- _DIRECTION_:
Pull out each line of the material below that contains the word "brown", counting only matches with the same capitalization.

- _INPUT MATERIAL_:
== == ==
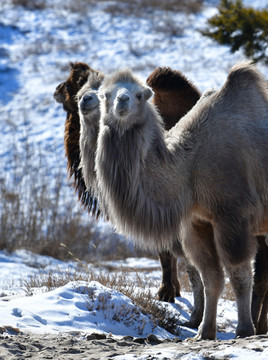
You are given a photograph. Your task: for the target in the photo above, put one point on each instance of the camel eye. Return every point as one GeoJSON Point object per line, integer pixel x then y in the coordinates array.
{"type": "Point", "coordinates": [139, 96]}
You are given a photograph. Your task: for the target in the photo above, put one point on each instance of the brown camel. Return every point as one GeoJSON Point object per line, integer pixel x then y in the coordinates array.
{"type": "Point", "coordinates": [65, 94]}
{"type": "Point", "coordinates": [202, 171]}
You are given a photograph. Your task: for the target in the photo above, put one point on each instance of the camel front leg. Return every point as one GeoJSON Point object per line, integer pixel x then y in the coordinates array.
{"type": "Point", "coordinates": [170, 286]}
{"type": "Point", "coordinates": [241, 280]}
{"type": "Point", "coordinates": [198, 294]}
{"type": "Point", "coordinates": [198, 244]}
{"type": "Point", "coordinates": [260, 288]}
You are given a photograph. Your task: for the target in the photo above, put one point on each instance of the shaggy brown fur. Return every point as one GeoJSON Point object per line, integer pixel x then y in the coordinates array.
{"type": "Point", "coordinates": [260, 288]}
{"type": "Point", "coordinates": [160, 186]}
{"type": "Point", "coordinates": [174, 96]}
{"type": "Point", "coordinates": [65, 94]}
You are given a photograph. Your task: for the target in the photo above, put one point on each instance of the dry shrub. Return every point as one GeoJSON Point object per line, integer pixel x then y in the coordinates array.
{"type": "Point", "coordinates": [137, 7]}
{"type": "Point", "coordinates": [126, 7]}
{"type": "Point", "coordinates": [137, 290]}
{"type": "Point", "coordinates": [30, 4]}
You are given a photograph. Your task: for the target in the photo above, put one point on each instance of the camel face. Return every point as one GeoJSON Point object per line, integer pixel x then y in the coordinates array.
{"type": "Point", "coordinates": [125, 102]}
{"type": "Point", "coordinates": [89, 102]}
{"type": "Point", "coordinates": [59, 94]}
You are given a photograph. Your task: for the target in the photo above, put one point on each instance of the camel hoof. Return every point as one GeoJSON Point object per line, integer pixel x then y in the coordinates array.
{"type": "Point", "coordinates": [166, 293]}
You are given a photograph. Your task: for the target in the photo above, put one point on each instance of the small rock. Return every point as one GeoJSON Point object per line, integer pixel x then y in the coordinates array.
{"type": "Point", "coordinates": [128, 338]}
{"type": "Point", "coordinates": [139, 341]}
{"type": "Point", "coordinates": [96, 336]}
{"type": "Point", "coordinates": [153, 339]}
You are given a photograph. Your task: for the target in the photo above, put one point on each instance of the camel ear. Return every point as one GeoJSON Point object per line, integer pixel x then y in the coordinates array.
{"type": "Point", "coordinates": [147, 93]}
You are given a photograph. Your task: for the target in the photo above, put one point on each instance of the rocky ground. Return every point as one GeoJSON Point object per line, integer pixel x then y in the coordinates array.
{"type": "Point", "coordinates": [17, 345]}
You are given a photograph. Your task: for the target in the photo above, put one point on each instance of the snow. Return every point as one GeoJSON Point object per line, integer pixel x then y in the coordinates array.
== == ==
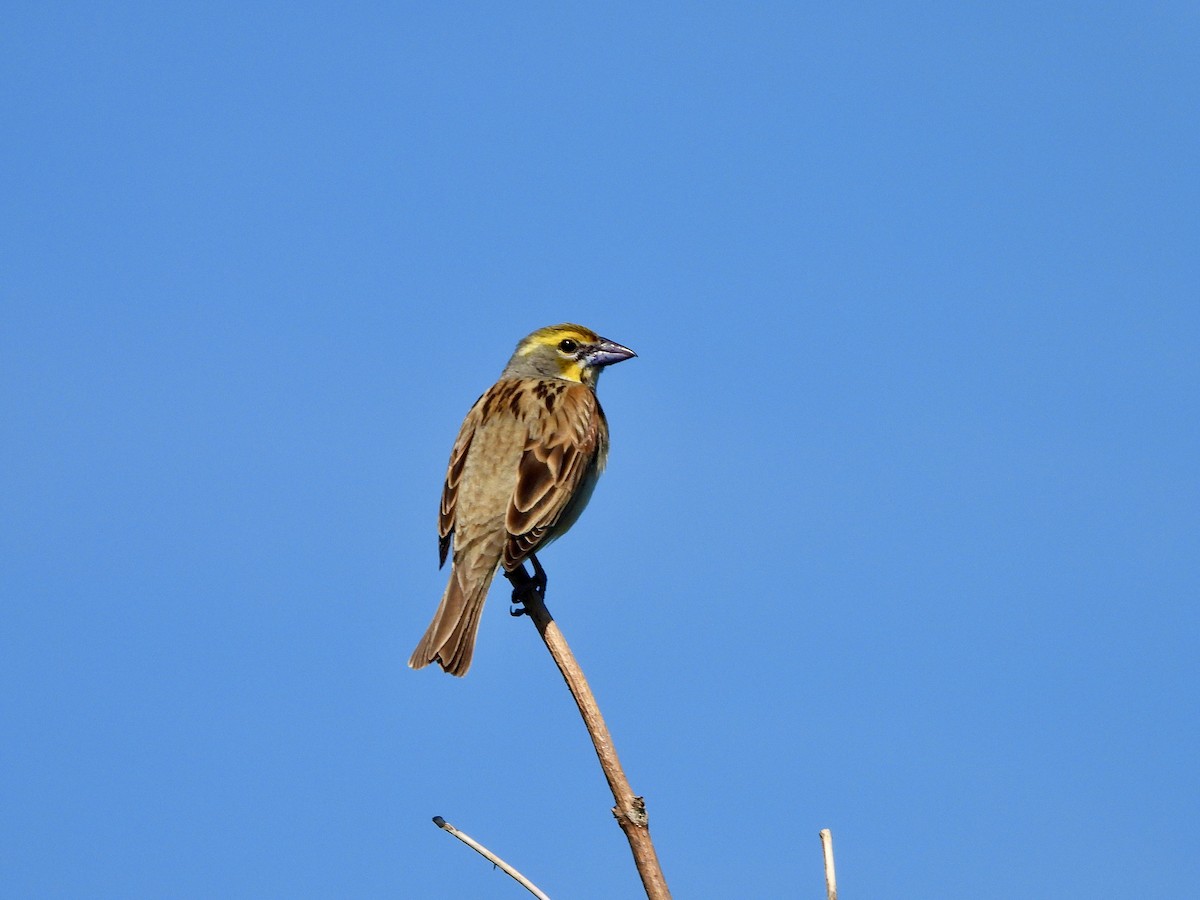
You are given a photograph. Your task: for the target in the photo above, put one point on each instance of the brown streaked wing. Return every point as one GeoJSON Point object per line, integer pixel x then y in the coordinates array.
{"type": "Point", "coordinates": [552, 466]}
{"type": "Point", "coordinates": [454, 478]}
== == ==
- _REPLY_:
You are given a photograph. Your task: for the target in the photo above, put one point on each instance of the brown camel. Return every point as one GeoJSON Point object per line, integer pixel x then y in the coordinates array.
You are given a photograph. Your task: for the target in the photo above, put one point on each instance of the shaggy brown fur. Return every point as one GeoJSON Point object per line, integer pixel x then y in the coordinates array.
You are given a photograph. Your task: for the target in the photo above, put one point on each instance of the brown streaked wing. Return every point as one GeoJSON Point object per line, integer pixel x then y in the coordinates array.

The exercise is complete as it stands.